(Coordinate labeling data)
━━━━━━━━━━

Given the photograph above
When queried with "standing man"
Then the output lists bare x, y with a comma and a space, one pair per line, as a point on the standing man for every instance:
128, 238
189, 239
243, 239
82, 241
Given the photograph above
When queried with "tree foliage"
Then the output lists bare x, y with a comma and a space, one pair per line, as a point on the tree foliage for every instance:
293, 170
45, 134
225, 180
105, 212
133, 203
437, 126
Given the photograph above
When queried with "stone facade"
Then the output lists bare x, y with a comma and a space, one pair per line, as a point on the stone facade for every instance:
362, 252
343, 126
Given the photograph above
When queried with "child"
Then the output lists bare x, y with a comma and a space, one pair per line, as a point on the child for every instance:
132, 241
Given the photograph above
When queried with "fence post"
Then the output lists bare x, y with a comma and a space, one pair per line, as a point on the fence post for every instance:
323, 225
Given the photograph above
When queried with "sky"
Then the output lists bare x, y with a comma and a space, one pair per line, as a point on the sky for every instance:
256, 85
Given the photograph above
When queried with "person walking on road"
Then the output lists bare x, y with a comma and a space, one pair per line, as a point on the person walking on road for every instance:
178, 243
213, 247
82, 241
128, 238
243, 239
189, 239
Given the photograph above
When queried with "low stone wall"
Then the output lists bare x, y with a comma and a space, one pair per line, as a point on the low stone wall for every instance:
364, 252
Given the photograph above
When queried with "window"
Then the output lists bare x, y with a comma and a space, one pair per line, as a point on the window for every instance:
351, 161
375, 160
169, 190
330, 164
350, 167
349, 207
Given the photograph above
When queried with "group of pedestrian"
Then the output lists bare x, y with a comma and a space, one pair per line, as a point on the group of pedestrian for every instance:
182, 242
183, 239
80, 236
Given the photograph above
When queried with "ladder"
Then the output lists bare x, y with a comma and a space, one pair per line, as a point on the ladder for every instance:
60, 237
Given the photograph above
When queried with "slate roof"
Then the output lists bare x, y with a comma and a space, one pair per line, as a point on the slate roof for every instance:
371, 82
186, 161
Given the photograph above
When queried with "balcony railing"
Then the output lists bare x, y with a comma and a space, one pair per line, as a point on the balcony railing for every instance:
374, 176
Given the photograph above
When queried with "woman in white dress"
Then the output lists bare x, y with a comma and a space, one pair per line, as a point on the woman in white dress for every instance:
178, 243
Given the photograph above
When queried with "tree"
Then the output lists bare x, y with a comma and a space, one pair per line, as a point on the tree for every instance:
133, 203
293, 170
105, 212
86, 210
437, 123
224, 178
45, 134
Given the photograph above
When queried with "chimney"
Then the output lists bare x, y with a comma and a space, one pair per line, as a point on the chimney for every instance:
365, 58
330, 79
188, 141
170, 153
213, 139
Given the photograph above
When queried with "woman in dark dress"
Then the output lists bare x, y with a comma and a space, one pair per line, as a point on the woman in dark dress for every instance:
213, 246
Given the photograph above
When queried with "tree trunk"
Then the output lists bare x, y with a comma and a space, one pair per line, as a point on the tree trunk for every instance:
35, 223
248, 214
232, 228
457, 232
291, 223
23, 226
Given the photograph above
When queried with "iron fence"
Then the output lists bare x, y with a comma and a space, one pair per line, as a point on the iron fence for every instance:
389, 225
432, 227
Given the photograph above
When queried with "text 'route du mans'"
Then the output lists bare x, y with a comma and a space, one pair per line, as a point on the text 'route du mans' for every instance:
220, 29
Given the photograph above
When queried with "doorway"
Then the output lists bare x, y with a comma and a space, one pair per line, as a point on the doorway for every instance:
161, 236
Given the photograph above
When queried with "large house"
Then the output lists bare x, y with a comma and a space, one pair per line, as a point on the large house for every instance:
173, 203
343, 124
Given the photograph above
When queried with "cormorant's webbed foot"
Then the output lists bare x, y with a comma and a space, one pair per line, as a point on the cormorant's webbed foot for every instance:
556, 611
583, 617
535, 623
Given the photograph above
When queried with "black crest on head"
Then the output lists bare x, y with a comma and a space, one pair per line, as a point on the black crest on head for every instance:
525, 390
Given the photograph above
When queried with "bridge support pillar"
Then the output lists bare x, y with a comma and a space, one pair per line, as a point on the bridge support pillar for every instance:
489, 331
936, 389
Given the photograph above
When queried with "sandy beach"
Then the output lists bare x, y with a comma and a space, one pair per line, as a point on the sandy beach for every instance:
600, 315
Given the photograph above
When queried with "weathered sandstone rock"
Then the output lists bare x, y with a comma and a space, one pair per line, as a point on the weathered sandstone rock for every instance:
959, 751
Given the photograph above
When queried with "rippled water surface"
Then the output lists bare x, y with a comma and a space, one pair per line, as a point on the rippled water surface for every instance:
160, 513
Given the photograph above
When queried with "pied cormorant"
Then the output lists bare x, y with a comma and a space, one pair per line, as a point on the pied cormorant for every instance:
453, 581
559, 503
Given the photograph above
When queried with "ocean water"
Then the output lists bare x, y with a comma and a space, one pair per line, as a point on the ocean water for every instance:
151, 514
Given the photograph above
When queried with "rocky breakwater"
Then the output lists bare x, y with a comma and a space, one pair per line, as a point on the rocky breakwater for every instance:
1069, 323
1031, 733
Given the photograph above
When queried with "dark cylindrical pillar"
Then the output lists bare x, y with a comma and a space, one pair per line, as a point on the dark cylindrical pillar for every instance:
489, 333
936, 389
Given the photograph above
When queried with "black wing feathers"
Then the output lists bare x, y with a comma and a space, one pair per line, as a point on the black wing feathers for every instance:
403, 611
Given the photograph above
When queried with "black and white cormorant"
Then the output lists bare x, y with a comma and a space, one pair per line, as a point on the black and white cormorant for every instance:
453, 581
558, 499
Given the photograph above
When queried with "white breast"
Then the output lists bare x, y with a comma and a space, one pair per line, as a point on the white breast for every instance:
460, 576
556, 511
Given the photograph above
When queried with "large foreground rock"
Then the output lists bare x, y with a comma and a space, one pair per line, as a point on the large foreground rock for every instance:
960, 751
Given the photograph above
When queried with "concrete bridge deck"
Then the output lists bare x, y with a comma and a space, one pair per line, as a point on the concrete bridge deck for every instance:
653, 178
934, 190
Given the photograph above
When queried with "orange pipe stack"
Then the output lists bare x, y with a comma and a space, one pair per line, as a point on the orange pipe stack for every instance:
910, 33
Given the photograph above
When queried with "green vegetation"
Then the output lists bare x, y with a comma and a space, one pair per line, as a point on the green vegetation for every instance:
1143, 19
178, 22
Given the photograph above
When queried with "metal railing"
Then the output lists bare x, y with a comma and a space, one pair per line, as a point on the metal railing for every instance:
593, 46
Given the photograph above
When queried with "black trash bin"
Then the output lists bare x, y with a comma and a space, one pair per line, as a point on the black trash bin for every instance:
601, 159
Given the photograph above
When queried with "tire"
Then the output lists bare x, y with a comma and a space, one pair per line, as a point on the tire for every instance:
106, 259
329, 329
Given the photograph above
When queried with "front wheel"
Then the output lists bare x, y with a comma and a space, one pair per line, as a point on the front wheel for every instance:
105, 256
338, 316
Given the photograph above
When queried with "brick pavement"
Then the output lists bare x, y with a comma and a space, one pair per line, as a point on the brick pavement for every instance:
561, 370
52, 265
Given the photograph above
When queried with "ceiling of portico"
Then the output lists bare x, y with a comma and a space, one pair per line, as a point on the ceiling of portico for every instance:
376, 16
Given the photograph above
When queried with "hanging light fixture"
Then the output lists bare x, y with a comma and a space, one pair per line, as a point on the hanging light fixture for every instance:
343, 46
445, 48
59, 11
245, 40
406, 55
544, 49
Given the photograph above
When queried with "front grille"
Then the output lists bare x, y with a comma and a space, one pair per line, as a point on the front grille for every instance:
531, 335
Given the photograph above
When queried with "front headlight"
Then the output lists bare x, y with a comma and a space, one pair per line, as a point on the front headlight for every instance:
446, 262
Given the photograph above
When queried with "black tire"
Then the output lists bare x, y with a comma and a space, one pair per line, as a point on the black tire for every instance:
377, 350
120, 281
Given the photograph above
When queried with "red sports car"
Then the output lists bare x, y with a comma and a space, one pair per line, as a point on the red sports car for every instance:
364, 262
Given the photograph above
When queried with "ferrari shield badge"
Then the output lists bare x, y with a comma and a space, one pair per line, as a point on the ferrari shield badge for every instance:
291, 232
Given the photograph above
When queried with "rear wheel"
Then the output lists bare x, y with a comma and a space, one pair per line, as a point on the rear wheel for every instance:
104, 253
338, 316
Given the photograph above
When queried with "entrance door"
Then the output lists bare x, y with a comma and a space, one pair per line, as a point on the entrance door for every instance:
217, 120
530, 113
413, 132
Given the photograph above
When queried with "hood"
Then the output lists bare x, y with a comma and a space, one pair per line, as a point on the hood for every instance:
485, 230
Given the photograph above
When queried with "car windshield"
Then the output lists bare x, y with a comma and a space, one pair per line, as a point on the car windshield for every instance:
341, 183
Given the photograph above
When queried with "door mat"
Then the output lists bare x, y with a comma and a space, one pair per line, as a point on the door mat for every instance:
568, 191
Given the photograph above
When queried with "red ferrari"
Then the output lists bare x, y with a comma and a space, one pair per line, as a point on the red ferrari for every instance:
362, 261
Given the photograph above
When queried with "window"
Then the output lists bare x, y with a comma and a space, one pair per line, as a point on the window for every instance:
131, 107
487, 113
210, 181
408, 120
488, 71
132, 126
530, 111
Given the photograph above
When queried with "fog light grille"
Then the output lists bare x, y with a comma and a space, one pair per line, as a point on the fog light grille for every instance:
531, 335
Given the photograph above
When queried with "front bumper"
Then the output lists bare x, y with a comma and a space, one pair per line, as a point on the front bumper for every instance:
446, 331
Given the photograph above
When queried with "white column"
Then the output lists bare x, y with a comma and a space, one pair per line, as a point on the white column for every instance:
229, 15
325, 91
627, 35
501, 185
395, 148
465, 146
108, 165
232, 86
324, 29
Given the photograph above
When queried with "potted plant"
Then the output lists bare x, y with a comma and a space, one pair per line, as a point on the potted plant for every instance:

━━━━━━━━━━

• [Required task]:
Select every line in the listing above that contains the string "trunk". Treat uppercase and lowercase as distinct.

• [Solution]:
When queried with "tree trunk"
Then the output lists bare x, y with a comma and a space, one pair per line, as a point on the tree trunk for every instance:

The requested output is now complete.